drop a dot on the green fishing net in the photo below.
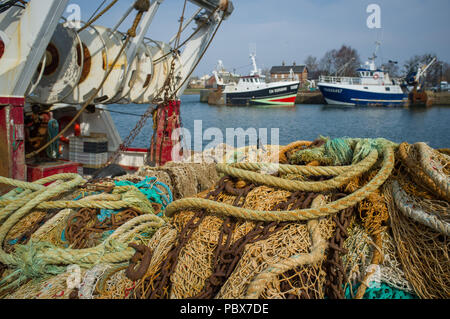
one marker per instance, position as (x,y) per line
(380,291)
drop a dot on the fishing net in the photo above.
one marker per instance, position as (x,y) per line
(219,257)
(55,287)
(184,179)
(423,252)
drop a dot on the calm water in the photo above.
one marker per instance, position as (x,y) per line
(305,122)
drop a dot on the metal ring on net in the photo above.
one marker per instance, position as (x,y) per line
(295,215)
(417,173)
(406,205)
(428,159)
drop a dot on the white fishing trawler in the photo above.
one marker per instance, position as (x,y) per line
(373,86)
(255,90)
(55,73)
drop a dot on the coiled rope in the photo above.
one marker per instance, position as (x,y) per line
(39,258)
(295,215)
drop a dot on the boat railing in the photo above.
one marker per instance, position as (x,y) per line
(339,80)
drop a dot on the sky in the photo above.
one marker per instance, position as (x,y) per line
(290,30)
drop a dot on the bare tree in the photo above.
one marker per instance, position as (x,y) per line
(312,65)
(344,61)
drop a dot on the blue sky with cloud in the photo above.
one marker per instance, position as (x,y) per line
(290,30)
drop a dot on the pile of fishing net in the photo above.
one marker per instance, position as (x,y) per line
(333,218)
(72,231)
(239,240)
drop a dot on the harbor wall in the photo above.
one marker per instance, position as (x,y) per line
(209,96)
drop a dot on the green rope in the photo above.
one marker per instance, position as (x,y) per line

──────────────────────────────

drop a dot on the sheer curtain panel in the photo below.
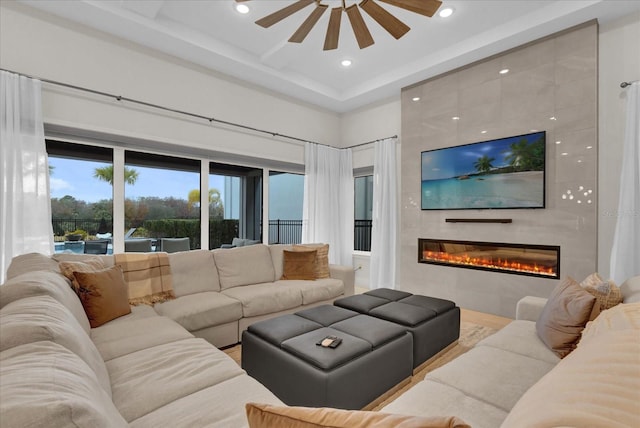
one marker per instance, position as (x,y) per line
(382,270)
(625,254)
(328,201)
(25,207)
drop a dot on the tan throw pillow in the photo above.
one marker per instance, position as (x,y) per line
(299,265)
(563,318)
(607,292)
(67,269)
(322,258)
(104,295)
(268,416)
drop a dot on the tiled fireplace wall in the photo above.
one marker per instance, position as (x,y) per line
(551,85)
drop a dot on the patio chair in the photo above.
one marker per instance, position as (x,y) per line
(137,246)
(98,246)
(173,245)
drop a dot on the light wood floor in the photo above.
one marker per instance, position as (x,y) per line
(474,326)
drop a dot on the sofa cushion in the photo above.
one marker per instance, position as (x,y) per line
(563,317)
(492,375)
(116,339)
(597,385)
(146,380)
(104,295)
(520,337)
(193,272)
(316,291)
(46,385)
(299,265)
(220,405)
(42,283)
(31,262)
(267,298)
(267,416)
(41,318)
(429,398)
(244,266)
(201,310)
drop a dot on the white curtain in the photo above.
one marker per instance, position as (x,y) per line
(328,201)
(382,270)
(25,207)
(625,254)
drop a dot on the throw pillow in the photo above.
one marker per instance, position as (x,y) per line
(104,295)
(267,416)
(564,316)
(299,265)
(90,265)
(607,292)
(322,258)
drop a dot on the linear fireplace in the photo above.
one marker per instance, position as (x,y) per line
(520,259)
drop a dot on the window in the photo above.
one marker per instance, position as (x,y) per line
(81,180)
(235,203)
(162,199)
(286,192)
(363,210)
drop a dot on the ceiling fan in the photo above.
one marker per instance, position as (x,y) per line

──────────────────────────────

### Task goal
Find each line in the records above that contains the word "below", and copy every such line in full.

### Task response
drop a dot on the green fishing net in the photo below.
drop a dot on the sheer curtain panel in the photo below.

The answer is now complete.